■ Objective ■
Identify every line of the data below that contains the word "eave", and copy each of those lines.

(Part of a data file)
# # # # #

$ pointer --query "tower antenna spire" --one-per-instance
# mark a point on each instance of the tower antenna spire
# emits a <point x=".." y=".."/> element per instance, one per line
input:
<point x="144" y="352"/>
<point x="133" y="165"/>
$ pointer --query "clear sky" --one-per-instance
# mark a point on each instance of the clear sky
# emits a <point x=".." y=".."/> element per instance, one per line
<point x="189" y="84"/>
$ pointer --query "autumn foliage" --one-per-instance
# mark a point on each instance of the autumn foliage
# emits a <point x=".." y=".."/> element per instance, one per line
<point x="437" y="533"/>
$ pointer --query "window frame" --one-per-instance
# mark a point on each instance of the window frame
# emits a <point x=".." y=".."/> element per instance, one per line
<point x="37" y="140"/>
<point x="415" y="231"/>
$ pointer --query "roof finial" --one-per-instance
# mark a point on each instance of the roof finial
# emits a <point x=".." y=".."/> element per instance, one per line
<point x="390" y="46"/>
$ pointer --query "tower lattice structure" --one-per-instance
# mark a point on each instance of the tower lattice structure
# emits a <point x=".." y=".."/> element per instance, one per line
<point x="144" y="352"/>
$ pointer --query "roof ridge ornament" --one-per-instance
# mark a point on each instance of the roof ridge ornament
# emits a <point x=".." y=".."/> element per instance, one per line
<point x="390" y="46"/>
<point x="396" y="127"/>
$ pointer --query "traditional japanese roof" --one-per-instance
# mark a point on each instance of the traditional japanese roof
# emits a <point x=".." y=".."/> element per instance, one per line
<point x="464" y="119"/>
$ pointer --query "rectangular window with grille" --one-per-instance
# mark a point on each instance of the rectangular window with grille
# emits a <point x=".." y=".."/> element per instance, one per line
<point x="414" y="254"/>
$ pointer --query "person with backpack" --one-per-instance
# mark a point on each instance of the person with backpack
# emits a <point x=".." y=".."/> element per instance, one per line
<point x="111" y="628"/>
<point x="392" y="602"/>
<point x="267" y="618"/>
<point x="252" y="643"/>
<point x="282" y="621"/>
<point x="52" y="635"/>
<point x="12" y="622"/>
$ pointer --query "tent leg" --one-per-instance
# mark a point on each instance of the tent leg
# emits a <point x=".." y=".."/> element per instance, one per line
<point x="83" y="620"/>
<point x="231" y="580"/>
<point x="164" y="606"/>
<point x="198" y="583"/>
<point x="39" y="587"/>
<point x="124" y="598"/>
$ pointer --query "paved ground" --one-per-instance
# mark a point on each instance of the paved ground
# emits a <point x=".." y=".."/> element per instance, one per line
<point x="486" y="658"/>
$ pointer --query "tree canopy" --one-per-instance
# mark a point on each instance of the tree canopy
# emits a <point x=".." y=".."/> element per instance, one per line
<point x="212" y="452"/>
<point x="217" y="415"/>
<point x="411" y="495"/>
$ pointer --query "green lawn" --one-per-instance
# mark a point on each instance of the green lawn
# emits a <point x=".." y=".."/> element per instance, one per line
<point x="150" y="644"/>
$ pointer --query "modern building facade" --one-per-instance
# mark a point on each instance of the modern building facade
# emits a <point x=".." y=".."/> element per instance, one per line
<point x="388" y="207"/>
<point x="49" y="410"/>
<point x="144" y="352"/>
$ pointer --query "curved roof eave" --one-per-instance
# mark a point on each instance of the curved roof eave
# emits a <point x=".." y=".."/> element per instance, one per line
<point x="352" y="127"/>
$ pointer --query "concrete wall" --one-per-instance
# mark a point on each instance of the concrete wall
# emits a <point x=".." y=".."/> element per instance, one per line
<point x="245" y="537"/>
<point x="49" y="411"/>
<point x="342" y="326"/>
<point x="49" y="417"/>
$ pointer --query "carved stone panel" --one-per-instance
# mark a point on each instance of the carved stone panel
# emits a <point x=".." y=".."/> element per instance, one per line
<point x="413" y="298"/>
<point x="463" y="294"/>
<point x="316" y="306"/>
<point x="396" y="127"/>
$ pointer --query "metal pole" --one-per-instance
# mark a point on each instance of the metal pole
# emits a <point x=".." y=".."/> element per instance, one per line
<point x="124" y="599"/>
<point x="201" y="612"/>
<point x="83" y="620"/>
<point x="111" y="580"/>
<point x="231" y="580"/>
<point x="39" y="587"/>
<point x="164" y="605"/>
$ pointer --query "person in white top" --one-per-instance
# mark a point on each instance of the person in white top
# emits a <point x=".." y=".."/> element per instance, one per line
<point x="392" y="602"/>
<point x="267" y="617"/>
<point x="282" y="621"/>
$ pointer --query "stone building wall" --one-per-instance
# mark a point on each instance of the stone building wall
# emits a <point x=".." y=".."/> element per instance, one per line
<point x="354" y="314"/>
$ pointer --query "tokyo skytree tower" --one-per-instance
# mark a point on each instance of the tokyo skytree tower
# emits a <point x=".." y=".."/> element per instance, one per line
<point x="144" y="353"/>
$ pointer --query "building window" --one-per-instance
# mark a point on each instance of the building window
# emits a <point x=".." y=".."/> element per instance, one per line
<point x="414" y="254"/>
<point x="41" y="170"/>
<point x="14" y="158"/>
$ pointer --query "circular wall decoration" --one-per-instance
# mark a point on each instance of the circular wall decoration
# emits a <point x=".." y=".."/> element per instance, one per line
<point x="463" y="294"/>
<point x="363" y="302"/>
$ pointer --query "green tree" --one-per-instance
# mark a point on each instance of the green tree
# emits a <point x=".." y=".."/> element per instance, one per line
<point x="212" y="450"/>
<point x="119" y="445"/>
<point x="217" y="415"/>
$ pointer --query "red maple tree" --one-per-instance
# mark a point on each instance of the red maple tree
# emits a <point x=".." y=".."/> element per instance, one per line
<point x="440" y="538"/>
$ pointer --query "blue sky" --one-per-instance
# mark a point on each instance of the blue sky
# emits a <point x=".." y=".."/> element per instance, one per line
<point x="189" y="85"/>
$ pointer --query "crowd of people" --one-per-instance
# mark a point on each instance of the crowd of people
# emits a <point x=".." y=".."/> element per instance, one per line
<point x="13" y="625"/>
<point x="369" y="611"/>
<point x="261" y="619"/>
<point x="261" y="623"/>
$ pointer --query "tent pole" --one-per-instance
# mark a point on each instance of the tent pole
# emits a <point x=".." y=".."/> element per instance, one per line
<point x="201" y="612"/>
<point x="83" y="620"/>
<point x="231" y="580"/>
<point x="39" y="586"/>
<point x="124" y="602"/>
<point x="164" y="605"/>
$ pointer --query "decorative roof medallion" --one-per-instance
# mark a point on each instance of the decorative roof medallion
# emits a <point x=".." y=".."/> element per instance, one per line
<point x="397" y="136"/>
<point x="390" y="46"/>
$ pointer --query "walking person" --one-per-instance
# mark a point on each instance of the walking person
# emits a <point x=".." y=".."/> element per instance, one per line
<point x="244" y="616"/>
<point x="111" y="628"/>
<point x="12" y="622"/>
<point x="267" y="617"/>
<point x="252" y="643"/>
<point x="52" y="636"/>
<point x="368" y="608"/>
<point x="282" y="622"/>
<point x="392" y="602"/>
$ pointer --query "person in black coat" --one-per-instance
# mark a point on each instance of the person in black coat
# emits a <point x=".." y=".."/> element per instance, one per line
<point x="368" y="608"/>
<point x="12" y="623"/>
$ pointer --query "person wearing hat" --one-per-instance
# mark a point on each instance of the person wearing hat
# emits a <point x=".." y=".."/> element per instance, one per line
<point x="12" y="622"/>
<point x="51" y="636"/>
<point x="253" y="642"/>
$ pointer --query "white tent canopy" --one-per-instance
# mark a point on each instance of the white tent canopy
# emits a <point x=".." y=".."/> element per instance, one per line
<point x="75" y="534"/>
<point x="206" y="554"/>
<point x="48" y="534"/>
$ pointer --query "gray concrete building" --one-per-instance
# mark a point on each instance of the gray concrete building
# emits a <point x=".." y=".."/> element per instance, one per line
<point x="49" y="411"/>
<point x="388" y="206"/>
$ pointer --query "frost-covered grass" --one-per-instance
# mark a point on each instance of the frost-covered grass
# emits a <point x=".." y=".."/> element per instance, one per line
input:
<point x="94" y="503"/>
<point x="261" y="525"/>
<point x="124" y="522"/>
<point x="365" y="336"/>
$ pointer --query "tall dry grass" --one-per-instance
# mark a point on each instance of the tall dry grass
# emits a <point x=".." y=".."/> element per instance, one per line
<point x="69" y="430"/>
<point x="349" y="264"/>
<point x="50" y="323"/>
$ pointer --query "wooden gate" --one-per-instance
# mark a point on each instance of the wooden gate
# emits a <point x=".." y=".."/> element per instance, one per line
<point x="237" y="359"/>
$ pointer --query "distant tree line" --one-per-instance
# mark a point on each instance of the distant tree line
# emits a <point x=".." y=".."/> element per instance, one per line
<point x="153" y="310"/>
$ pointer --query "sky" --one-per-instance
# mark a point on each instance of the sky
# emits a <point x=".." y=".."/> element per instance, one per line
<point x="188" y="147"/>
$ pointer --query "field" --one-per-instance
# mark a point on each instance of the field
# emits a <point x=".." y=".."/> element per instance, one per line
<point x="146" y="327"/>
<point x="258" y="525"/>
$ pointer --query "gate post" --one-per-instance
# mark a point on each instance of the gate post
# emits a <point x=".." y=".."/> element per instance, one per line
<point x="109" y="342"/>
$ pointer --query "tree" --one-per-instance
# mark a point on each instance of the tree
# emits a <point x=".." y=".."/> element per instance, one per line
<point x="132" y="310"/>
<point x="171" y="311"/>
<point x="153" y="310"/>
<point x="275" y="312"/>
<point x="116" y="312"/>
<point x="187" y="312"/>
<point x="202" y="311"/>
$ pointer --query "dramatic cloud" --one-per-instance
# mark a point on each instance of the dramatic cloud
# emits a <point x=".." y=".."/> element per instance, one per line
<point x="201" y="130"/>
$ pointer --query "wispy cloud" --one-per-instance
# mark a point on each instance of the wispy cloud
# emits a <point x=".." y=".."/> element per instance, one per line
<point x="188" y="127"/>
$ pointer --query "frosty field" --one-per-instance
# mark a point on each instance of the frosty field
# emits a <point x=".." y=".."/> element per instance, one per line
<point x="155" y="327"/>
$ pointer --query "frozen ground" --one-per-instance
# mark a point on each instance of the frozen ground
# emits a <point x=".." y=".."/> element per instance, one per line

# # # # #

■ Result for this task ■
$ pointer --query "curved roof eave" --one-per-instance
# mark a point on each instance of the curved roof eave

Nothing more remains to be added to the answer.